◆ Tasks
- 1) In the text on pharyngeal taste in Drosophila, what do the external taste bristles turn into in poxn mutants?
- 2) Copy the text on pharyngeal taste in Drosophila word for word, everything from "We first systematically" down to "external taste organs.".

◆ Text provided
• • • •
In Drosophila, sweet and bitter taste sensation is mediated mainly by gustatory receptors (Grs) expressed in gustatory receptor neurons (GRNs). GRNs are housed within taste sensilla that are distributed in different body parts, including the labellum, pharynx, distal segments of the legs (tarsi), wing margins, and ovipositor. Despite extensive studies that have described taste coding in the main taste organs (labellum and tarsi), little is known about the molecular and cellular basis of pharyngeal taste. Given that the pharynx lies in an anatomical position where it may serve as the last checkpoint for food ingestion, our aim is to explore pharyngeal taste coding for a better understanding how gustatory inputs from different taste organs are weighed and translated into appropriate feeding behaviors.
We first systematically analyzed the expression patterns of Gr-Gal4 lines representing all Grs via the Gal4/UAS system in three pharyngeal sense organs: labral sense organ, and ventral and dorsal cibarial sense organs.The Gr-to-neuron mapping results reveal distinct pharyngeal sensilla organization as compared to external taste organs.
To specifically study the function of pharyngeal GRNs in feeding behaviors, we took advantage of pox-neuro (poxn) mutants, in which the external taste bristles are transformed into mechanosensory bristles. Previously, we showed that poxn mutants have intact pharyngeal GRNs, arguing that poxn mutants serve as a good tool for dissecting the functional role of pharyngeal GRNs without other confounding taste inputs (e.g. labellar and tarsal gustatory inputs). Using binary choice assays, we found that poxn mutants retain similar feeding preferences for most sweet, bitter, salt, amino acid, and acid tastants as compared to wild-type flies. Moreover, we have identified classes of pharyngeal GRNs in mediating both food acceptance and avoidance behaviors, respectively by activating or silencing these pharyngeal GRNs in the poxn mutant background. Currently, we are investigating response profiles of pharyngeal GRNs to various tastants by Ca2+ imaging, which will allow comparisons of ligand specificity and sensitivity between taste organs.
• • • •
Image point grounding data
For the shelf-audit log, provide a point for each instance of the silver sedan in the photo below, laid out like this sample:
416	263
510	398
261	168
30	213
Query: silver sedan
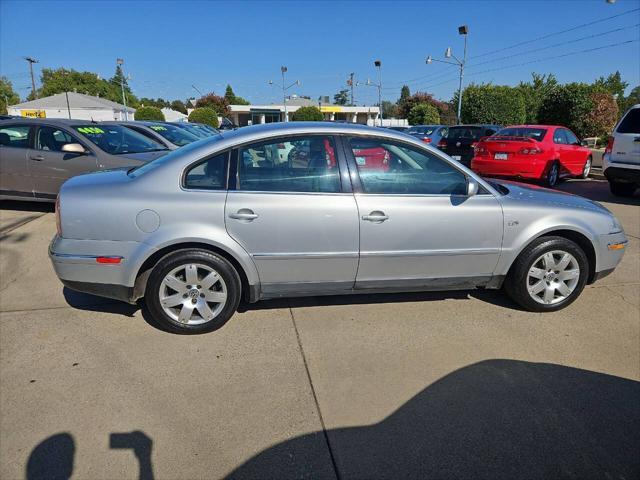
298	209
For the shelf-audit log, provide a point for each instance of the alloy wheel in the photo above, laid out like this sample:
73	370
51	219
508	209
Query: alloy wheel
193	294
553	277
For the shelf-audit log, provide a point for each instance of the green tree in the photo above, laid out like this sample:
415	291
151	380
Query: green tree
219	104
232	99
149	113
179	106
341	98
8	96
424	114
487	103
205	115
308	114
404	93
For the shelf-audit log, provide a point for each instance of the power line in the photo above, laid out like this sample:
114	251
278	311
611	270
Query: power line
543	37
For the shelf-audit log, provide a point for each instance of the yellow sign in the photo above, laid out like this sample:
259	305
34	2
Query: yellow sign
330	109
33	113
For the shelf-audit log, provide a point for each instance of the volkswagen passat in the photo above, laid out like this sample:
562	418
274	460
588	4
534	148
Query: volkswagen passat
233	217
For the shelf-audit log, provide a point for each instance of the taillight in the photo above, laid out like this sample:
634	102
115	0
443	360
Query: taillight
609	148
531	151
58	225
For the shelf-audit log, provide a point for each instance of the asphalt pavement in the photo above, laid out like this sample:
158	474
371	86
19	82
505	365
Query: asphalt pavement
426	385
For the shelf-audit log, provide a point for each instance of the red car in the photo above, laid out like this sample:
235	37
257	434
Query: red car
540	152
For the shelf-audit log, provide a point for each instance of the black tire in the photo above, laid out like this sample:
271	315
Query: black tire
551	179
192	256
516	283
586	170
622	189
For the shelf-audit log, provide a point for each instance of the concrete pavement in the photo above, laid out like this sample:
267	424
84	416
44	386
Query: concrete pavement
429	385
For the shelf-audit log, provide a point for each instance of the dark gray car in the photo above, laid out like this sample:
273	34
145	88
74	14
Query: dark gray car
38	155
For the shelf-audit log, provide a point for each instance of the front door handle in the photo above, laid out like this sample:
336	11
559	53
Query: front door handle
376	216
244	214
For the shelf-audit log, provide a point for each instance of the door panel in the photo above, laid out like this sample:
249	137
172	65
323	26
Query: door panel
14	176
428	237
50	167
• • • •
◆ Numbered responses
- 1) Mechanosensory bristles.

- 2)
We first systematically analyzed the expression patterns of Gr-Gal4 lines representing all Grs via the Gal4/UAS system in three pharyngeal sense organs: labral sense organ, and ventral and dorsal cibarial sense organs.The Gr-to-neuron mapping results reveal distinct pharyngeal sensilla organization as compared to external taste organs.